* _Exercise text_

A creative writing professor at Western University is gathering submissions of climate change-inspired poetry, prose and artwork for an anthology she hopes will build community and spark action.

The deadline for submissions for climate change-inspired poetry and art is Feb. 16

Kathryn Mockler is a creative writing professor at Western University. (Travis Dolynny/CBC)

A creative writing professor at Western University is gathering submissions of climate change-inspired poetry, prose and artwork for an anthology she hopes will build community and spark action.

Watch Your Head is the brain child of Kathryn Mockler.

She came up with the idea, which was originally an online publication, after organizing a poetry reading during a climate change rally in Toronto that made her feel less alone.

"People do care about this, they're very concerned," she explained. "A lot of people don't know where to channel it or what to do, and they feel they don't have a voice … That's how I felt, anyway."

Mockler is working with a team of editors to compile an ongoing online publication, and says her project has caught the attention of an independent publisher in Toronto too.

Coach House Books plans to publish a print version of Watch Your Head in mid 2020.

How you can participate

Mockler said people don't need experience to make a submission. She hopes that unrepresented communities, including Indigenous people, people living with disabilities, and members of the LGBTQ+ community will contribute to the volunteer-driven project.

* _Information given_
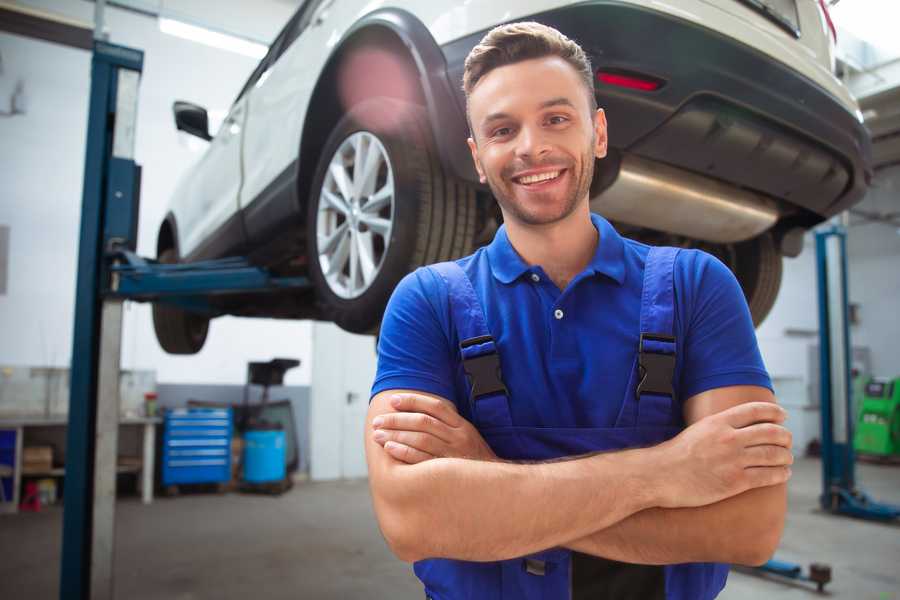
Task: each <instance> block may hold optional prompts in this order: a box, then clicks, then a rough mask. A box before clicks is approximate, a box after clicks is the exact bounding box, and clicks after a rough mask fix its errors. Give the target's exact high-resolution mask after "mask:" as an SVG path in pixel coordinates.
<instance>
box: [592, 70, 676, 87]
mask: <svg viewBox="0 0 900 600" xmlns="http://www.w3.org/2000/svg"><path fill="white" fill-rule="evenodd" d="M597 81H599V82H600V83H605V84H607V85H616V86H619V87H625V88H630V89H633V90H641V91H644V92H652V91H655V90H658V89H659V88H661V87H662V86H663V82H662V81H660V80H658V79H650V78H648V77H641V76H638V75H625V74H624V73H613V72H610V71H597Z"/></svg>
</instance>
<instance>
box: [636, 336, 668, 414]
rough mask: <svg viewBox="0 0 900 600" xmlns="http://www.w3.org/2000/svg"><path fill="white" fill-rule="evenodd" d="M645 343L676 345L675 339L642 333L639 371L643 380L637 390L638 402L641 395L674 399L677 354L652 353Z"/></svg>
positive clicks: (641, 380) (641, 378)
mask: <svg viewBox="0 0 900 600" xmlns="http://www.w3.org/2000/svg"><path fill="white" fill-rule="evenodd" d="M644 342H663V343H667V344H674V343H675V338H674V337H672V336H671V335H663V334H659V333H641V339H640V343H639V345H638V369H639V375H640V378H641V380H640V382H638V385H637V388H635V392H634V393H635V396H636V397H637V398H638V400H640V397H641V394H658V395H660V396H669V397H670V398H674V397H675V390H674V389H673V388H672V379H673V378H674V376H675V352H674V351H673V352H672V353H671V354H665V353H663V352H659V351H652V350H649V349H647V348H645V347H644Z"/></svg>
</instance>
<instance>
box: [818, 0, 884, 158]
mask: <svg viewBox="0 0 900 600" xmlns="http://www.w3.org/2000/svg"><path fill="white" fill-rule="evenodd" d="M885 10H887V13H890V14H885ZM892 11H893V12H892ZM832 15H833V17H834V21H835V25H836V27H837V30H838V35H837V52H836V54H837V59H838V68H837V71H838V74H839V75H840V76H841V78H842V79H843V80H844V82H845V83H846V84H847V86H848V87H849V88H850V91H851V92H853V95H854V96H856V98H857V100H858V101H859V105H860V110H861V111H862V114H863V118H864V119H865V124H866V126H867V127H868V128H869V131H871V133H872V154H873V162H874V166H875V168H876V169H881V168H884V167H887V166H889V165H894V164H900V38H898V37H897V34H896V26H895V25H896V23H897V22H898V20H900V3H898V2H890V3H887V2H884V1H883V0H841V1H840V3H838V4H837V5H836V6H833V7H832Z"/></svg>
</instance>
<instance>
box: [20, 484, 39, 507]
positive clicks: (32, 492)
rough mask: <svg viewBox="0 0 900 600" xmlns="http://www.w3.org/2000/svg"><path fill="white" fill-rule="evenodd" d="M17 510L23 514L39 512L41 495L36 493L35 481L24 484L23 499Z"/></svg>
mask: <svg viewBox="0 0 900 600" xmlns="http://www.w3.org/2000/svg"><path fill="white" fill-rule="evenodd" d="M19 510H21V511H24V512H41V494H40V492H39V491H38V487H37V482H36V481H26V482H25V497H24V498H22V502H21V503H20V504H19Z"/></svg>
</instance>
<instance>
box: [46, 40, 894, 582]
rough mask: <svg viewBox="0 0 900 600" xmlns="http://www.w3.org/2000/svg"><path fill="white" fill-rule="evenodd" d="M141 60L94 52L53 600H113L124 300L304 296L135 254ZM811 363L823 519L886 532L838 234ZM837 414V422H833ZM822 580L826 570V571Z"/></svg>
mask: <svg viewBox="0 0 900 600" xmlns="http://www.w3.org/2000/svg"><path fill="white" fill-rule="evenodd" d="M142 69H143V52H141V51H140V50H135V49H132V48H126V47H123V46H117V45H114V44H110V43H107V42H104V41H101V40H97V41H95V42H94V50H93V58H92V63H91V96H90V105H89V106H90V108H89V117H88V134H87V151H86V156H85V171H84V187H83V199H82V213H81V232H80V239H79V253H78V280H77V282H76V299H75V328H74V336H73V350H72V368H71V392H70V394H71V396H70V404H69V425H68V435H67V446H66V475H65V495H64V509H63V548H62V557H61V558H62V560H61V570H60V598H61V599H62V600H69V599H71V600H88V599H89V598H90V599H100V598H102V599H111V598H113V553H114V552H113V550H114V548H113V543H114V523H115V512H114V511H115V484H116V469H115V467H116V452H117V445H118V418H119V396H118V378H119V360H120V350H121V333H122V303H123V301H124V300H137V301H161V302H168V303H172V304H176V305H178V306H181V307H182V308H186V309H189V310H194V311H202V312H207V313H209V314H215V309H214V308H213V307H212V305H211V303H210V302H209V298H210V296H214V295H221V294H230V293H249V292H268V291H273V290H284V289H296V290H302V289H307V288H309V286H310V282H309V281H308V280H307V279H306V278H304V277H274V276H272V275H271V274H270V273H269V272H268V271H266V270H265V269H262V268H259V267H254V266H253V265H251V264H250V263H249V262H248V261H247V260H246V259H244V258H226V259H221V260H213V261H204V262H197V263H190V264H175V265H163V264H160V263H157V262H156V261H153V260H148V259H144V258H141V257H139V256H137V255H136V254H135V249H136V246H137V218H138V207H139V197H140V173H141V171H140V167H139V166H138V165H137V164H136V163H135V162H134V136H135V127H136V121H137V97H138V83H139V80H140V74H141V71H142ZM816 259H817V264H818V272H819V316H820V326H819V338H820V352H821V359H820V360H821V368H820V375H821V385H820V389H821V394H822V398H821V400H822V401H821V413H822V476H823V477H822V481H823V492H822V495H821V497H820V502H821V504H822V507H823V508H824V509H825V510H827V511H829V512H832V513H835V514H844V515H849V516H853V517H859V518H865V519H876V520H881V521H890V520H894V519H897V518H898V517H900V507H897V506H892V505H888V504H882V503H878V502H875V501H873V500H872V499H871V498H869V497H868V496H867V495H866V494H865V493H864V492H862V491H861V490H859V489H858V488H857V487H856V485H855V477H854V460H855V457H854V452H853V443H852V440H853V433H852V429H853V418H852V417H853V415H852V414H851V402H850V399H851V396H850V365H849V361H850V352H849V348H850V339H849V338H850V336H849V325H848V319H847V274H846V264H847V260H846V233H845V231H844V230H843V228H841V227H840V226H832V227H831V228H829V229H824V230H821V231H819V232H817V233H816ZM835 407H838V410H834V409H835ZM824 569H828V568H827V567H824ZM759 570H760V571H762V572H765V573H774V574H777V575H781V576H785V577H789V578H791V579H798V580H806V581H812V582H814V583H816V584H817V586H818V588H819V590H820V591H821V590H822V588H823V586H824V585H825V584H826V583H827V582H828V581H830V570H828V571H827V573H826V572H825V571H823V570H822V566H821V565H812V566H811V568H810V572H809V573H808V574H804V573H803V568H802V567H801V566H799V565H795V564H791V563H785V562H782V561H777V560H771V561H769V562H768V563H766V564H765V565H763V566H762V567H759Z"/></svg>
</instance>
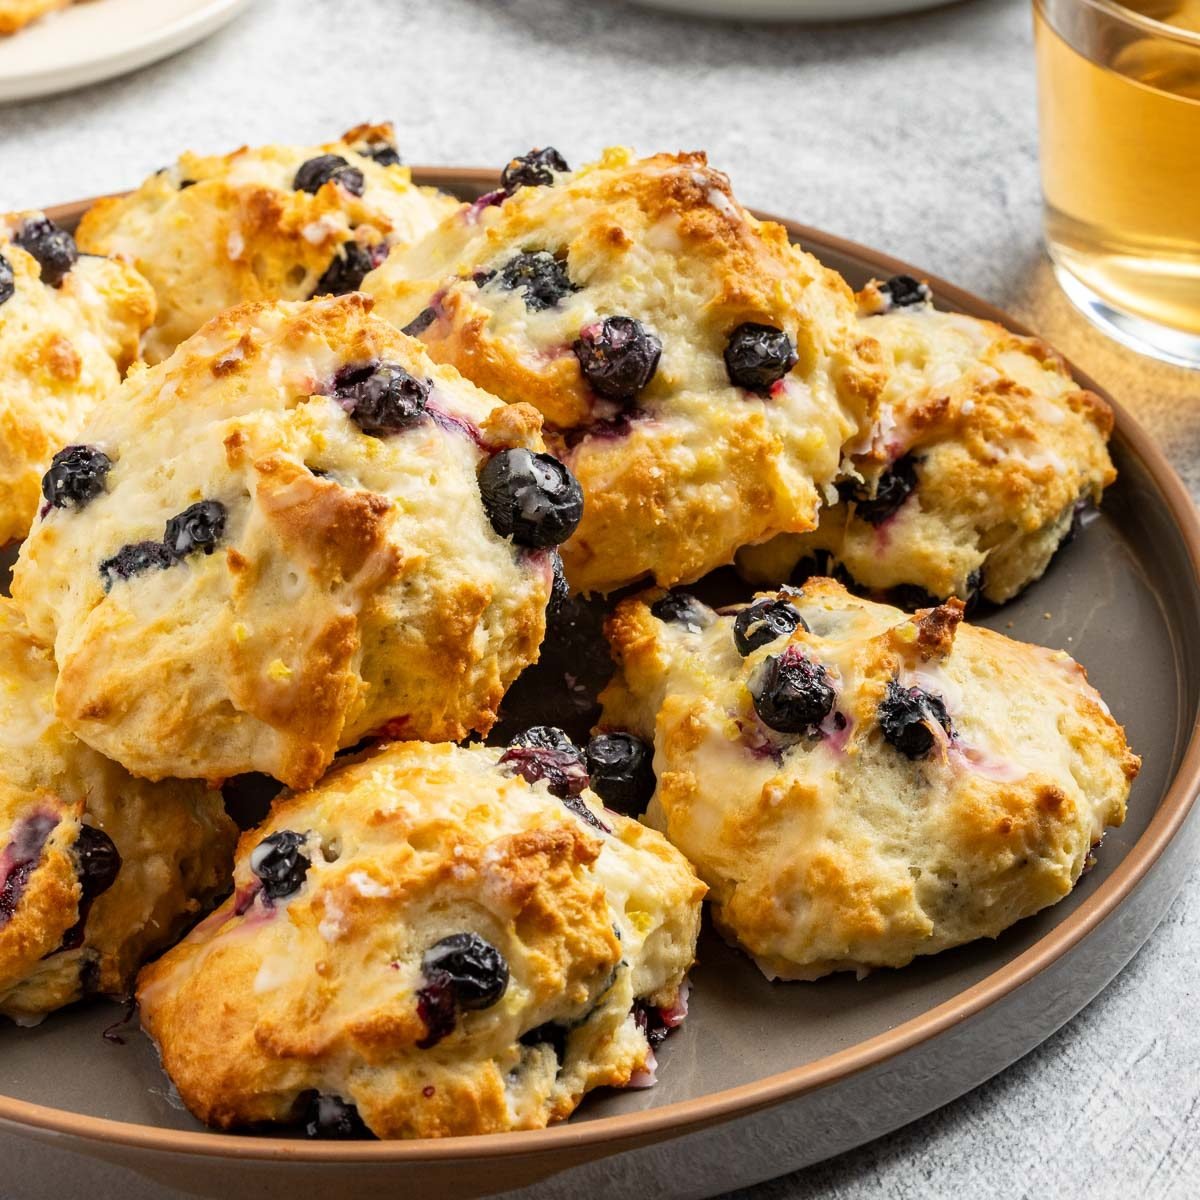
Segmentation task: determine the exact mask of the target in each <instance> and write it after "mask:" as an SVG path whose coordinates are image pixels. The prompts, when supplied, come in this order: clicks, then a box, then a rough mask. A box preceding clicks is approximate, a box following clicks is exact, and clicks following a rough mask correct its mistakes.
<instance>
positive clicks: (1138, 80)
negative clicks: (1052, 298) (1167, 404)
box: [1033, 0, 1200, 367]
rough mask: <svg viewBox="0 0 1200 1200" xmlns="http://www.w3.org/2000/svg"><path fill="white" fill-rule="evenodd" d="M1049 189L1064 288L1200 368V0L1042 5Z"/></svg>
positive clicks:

* _What to do_
1 > According to the anthology article, which publisher plans to release a print version of Watch Your Head, and when?
2 > Pick up the anthology article after its last sentence and continue writing it.
The data have nothing to do with the anthology article.

* _Answer section_
1 > Coach House Books plans to publish it in mid 2020.

2 >
"We're not particularly interested in piece after piece of apocalyptic destruction and hopelessness," she added. "I think we also have to imagine a future where the government and industry do the right thing, even if it's naive."

The deadline for submissions is February 16.

The purpose of the anthology isn't to make individuals feel guilty for major system issues, said Mockler, adding that "we aren't going to recycle our way out of [climate change]."

She hopes the printed work will be a launch pad for conversations, panels and other events that will spark action.

"Facts don't seem to be doing it. We're in a place where people know the facts and they're just kind of going on with their lives. So if the facts aren't persuading government and industry, then I'm hoping maybe art will."